-- BEGIN Record set --
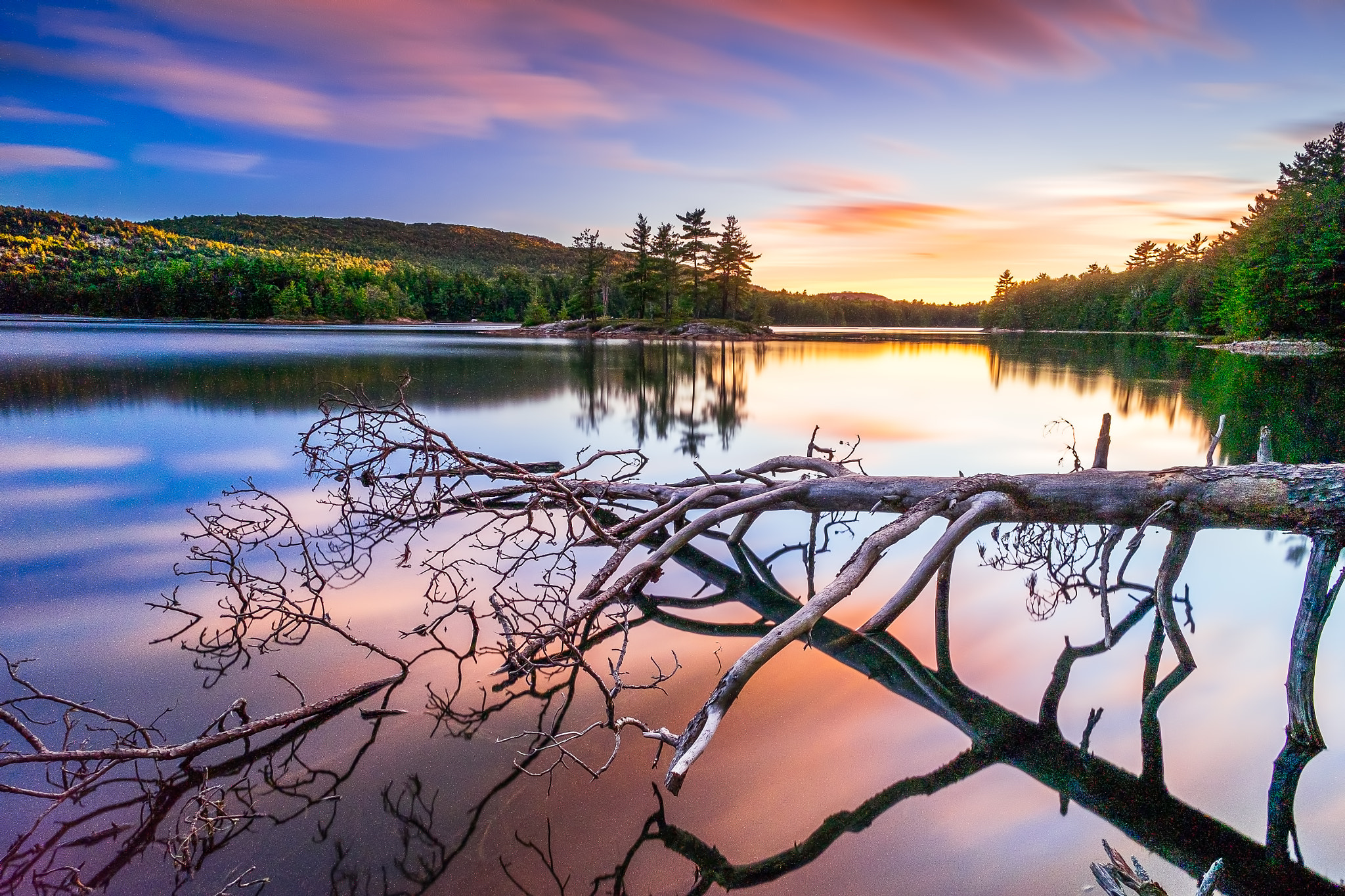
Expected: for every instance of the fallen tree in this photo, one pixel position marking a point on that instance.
(508, 586)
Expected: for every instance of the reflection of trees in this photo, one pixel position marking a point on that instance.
(508, 589)
(669, 389)
(1301, 400)
(682, 390)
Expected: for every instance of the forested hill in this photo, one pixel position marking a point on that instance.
(358, 269)
(445, 246)
(1279, 270)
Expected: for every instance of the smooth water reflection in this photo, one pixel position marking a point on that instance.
(109, 431)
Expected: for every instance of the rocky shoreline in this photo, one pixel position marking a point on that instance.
(1274, 349)
(732, 331)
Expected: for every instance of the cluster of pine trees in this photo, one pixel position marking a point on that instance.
(667, 272)
(1279, 270)
(317, 269)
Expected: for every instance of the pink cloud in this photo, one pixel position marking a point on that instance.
(405, 70)
(27, 158)
(984, 37)
(873, 217)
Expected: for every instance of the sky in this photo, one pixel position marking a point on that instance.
(912, 148)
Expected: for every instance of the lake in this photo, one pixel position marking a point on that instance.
(109, 431)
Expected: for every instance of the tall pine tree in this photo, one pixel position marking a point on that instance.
(695, 232)
(667, 250)
(732, 259)
(642, 272)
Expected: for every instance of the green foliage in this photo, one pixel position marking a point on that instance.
(695, 250)
(53, 264)
(1281, 270)
(857, 309)
(444, 246)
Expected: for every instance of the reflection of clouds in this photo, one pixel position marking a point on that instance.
(60, 495)
(73, 542)
(242, 459)
(33, 457)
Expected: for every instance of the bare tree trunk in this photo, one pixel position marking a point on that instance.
(1302, 738)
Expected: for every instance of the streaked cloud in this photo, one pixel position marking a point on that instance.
(32, 457)
(811, 178)
(197, 159)
(1056, 224)
(984, 37)
(15, 158)
(12, 109)
(407, 70)
(872, 217)
(1228, 92)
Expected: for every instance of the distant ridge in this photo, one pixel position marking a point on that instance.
(856, 297)
(447, 246)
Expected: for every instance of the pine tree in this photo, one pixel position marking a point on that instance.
(1321, 161)
(695, 232)
(1195, 247)
(594, 257)
(732, 261)
(667, 250)
(1145, 255)
(640, 274)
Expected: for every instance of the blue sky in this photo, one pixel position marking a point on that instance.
(915, 148)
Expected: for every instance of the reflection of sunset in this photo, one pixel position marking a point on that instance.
(810, 736)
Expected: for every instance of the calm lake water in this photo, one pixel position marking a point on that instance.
(109, 431)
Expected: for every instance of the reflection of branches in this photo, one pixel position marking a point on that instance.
(545, 570)
(713, 868)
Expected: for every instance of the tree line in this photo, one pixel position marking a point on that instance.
(54, 264)
(1279, 270)
(669, 272)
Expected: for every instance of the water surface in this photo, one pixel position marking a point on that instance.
(109, 431)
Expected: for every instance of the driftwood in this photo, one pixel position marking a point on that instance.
-- END Record set --
▸ Given exercise
Copy the material from its beginning through the line that contains "(1302, 738)", with requests included and the picture left out. Scale every pixel coordinate in the answers by 0.7 and round each to a whole number, with halves rounded up.

▸ Task output
Expected: for every instance of the fallen tree in this photo, one pixel position marking a point on that instance.
(356, 410)
Expected: for every instance of the reflection of trees in this photo, one pixel position marking a point on that instance.
(356, 412)
(468, 272)
(911, 280)
(477, 273)
Expected: for every instance of the forested hill in this photo, one pixel position marking a point on that instance.
(251, 188)
(312, 172)
(895, 189)
Expected: for every instance of the smooth water reflection in this photo, one pixel position marking a point on that instance.
(76, 302)
Expected: for every instance of the rocky shoreline in this photo, one pixel position marking a point on that instance.
(892, 244)
(512, 232)
Expected: for every instance of the cluster of pine trees in this photo, one pixel position marking a point on that instance.
(467, 190)
(895, 189)
(222, 188)
Expected: for every instance of the pink cloud in this photo, one pixel position marking a point on that instance.
(284, 49)
(19, 111)
(689, 26)
(611, 152)
Expected: for every instance of the sky in this photo, one pixel position marking a point on that instance.
(638, 104)
Expected: for every instance of the lake in this photo, one pixel position marking a point on that instance.
(76, 302)
Expected: for every instance of the tall pine tree in this photo, one pixel position marking a point on that instance.
(487, 162)
(467, 175)
(512, 181)
(449, 190)
Expected: for every instance of the green foliage in this photo, one pixel position marking a point on that instance.
(487, 175)
(37, 185)
(897, 189)
(600, 216)
(311, 172)
Expected: for every instance of the reflection of clouds in this photo, one pixel position marking a point on that instance.
(42, 347)
(51, 379)
(169, 321)
(23, 320)
Expected: for every instance of the bare tree trunk in this photo, one pixel position marking a point on that instance.
(911, 517)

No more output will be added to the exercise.